**ASSIGNMENT:** Whenever the word "fallen" appears in a line of the data below, copy that line.

**RECORD EXTRACTS:**
****************************************

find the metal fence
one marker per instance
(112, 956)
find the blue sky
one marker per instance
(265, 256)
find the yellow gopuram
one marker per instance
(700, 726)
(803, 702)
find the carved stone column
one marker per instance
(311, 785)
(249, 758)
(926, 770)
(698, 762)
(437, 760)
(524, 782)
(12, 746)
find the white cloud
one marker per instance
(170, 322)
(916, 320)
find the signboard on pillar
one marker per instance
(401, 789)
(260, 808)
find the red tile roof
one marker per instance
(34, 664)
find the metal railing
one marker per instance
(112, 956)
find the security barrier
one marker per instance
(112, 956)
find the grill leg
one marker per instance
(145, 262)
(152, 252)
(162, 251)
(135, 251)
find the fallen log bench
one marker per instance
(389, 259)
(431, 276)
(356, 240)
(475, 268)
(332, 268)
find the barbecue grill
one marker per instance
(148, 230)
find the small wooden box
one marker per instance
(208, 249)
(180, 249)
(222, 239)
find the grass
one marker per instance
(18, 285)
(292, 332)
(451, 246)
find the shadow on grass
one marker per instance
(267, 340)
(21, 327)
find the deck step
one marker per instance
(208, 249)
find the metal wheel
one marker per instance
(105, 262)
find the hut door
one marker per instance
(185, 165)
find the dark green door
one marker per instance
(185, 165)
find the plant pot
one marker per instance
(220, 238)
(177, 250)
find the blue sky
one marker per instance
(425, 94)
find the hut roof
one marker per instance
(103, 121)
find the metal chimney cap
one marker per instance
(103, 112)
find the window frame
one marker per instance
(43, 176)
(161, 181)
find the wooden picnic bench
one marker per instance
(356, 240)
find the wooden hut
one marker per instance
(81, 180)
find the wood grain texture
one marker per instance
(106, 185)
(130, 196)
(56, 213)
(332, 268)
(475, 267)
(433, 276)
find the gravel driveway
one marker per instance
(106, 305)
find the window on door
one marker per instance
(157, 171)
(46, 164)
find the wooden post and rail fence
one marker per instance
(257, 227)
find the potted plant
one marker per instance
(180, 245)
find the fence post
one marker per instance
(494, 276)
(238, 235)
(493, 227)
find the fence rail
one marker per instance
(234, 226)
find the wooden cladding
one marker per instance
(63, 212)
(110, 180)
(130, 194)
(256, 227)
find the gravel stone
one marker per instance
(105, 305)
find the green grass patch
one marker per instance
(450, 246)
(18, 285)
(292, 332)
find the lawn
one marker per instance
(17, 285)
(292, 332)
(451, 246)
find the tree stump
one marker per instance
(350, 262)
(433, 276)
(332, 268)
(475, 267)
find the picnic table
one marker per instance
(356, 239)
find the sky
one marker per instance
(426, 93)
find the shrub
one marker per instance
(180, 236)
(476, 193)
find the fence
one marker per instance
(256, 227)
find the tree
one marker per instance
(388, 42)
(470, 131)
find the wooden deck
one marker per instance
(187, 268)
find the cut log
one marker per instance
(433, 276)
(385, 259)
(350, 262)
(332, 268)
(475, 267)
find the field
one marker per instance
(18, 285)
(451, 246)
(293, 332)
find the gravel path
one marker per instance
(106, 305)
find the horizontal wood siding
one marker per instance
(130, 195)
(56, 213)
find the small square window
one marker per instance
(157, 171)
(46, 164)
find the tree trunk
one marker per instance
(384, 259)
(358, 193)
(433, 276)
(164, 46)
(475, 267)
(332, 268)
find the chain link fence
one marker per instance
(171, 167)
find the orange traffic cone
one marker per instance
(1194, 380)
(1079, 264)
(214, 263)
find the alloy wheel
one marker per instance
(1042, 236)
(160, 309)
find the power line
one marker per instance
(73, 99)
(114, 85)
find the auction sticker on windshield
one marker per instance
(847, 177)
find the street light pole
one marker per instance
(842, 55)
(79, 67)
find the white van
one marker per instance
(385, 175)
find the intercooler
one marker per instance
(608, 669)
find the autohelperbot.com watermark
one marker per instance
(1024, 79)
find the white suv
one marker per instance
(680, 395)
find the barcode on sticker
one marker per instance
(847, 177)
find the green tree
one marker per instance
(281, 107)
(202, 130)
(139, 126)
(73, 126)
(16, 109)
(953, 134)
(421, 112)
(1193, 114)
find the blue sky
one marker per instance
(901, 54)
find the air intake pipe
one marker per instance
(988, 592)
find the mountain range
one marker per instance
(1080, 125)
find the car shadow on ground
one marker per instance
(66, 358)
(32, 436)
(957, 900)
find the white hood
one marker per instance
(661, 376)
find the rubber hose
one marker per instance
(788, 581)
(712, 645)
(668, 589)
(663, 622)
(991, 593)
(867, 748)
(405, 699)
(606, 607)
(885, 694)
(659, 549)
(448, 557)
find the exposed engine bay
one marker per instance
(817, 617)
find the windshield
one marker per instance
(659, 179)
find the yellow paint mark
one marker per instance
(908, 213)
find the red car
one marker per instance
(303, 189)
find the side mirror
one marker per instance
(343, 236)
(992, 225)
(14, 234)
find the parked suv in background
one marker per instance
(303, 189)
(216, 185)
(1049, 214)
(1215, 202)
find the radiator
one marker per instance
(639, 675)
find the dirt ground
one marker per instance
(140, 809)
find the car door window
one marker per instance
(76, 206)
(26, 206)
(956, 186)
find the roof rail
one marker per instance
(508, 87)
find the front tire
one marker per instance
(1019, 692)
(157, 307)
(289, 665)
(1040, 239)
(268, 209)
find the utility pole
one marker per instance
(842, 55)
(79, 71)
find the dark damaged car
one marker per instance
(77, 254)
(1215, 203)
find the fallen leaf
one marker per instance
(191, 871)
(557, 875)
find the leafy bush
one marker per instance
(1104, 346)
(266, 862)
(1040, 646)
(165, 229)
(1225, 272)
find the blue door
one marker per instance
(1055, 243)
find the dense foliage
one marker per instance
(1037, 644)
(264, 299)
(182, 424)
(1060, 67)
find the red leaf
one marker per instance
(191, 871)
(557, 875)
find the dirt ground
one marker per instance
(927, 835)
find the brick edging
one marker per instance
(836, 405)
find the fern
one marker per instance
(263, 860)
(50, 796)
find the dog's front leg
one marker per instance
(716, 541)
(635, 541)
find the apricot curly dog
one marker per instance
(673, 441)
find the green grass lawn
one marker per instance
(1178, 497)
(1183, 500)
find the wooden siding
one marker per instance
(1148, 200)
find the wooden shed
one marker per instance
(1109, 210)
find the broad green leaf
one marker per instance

****************************************

**SOLUTION:**
find the fallen log bench
find the fallen leaf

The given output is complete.